Text passage:
⟨

Reuniting for their 10-year reunion from college, The Blackening follows a group of college friends getting together in a remote cabin in the woods to celebrate Juneteenth weekend over drugs, drinks, and spades. All is well until they “stumble” upon the board game, The Blackening, and are forced to play by a Jigsaw-like killer. Their first task? Select who is the blackest and he or she will be the first to die. The selection of the victim mirrors the original sketch and is where The Blackening is its funniest which makes sense why the remaining 70 or some minutes tend to go off the rails. The cast overall is solid, led by strong performances by Saturday Night Live alum, Jay Pharoah, and, X Mayo, who is part of the much funnier NBC comedy American Auto, but it’s journeyman actor, Jermaine Fowler, who steals every scene he is in.

⟩

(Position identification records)
⟨

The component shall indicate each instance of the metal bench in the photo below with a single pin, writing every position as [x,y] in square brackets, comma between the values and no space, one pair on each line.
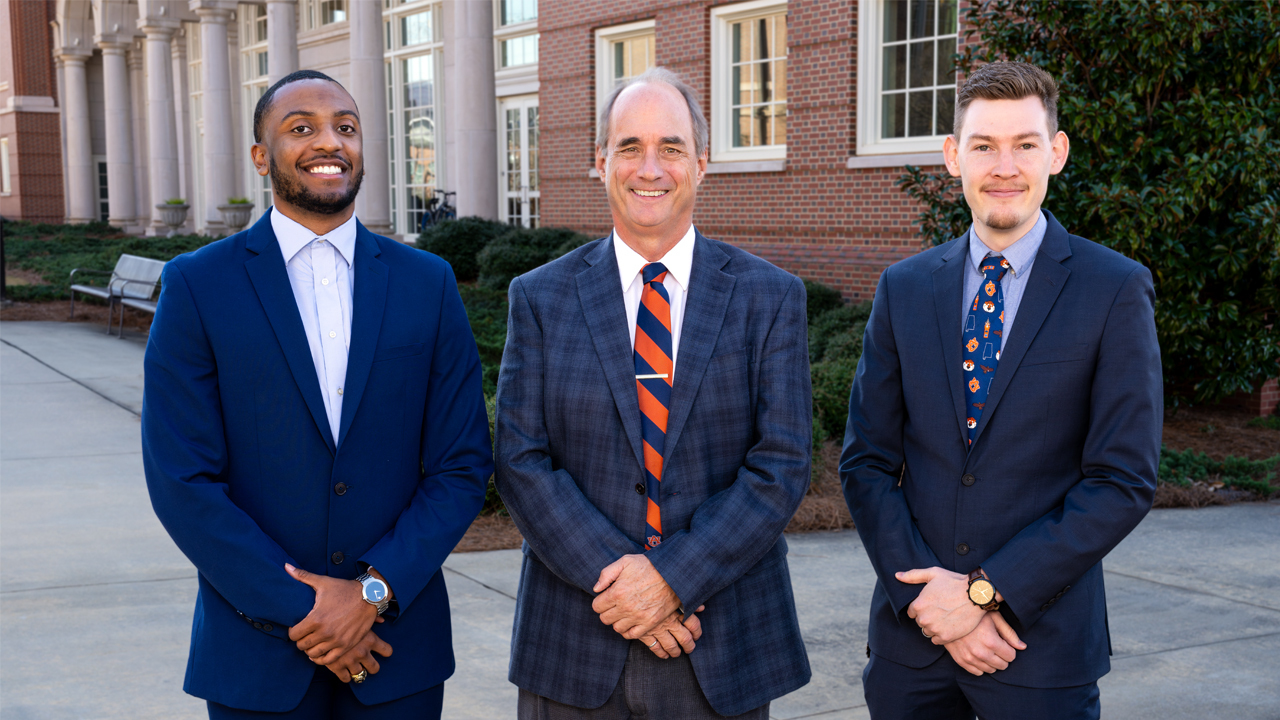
[132,283]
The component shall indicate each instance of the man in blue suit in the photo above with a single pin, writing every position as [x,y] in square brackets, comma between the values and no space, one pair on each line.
[315,438]
[1004,433]
[653,436]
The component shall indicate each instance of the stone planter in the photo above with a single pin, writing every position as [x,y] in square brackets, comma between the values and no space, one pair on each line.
[236,215]
[173,215]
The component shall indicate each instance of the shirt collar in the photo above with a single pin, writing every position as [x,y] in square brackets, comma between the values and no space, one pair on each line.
[293,237]
[1019,254]
[679,260]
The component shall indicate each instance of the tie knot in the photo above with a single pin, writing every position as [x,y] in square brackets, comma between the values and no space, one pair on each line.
[653,272]
[995,267]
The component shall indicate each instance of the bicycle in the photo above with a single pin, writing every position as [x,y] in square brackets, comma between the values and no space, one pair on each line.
[438,212]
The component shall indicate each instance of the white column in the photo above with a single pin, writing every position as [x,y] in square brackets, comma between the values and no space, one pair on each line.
[119,133]
[368,87]
[161,124]
[470,103]
[182,119]
[282,39]
[141,147]
[216,106]
[81,176]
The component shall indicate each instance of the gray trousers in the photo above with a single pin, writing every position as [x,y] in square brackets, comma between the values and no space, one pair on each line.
[650,688]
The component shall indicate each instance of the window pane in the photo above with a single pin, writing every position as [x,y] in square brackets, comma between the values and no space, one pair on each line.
[895,21]
[895,67]
[894,117]
[946,112]
[920,113]
[922,18]
[922,63]
[416,28]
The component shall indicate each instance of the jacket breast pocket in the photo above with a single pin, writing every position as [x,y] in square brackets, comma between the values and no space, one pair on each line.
[1048,355]
[400,351]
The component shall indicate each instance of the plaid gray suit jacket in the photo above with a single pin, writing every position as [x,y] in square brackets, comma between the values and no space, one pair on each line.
[736,465]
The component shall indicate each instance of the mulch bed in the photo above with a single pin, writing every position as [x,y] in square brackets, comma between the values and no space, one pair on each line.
[1215,431]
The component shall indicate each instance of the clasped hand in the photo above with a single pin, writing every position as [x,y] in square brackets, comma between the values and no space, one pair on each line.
[338,630]
[978,641]
[639,604]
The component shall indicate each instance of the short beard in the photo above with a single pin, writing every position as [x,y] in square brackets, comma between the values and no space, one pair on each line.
[295,194]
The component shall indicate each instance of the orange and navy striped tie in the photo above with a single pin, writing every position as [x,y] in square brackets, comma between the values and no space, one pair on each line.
[653,382]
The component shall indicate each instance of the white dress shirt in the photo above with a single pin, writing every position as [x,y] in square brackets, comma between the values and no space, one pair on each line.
[319,270]
[679,261]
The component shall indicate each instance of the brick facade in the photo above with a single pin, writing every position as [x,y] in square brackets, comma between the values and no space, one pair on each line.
[817,218]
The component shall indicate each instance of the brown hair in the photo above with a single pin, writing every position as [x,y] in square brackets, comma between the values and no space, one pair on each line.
[1008,81]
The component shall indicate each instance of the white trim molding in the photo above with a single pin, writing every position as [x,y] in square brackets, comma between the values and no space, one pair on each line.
[721,118]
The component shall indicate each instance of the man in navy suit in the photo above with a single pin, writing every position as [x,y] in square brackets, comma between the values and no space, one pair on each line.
[1004,433]
[653,436]
[315,438]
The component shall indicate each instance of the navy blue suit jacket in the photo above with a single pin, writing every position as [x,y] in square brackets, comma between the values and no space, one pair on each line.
[735,468]
[242,466]
[1063,465]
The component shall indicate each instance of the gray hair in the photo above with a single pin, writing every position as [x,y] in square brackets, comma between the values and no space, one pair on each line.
[654,76]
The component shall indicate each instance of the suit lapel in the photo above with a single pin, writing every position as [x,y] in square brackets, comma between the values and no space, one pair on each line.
[599,290]
[947,296]
[272,283]
[369,300]
[1045,285]
[705,304]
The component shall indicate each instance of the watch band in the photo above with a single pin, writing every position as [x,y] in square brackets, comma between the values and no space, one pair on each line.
[979,575]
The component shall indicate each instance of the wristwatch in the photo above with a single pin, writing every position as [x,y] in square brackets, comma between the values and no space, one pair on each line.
[982,592]
[374,592]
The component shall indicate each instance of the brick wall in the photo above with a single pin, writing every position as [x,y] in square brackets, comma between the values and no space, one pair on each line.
[817,218]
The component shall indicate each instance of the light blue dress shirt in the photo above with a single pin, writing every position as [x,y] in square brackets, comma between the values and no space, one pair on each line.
[319,272]
[1020,255]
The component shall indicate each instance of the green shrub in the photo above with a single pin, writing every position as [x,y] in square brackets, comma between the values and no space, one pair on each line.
[1183,468]
[520,250]
[1173,110]
[460,241]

⟩

Directives:
(a) According to the review of The Blackening, which weekend do the college friends gather at the cabin to celebrate?
(b) List every actor the review of The Blackening mentions by name.
(c) Write the next part of the review of The Blackening, picking up after its final sentence.

Expected results:
(a) Juneteenth weekend

(b) Jay Pharoah, X Mayo, Jermaine Fowler

(c)
Credit co-writers, Dewayne Perkins, the original writer of the four-minute sketch, and Tracy Oliver, one of the writers of Girls Trip, for attempting to turn a hilarious sketch into an equally uproarious 96-minute horror comedy but struggle to find the right balance. So much so that it’s difficult to discern whether the writers were attempting to be more like Scream or the Wayans Brothers’ Scary Movie. Seemingly stealing from numerous horror films including Escape Room, Saw, and even A Cabin in the Woods, it would seemingly be the Scream franchise, but with a tagline of “We Can’t All Die First,” it then feels as if they were aiming more for a humorous homage to horror films of the past. To whichever it owes it roots, The Blackening fails to land enough laughs to be a good comedy nor enough scares to be a solid horror film.
Perkins recently shared that The Blackening is a “film created for the people who talk to the screen,” but with the film choosing to also open on Juneteenth weekend, the African American community deserves a film far better than this to celebrate their emancipation. Here’s to a movie like Black Panther, Hidden Figures, or even Coming to America better honoring the achievements made over the last 160 years.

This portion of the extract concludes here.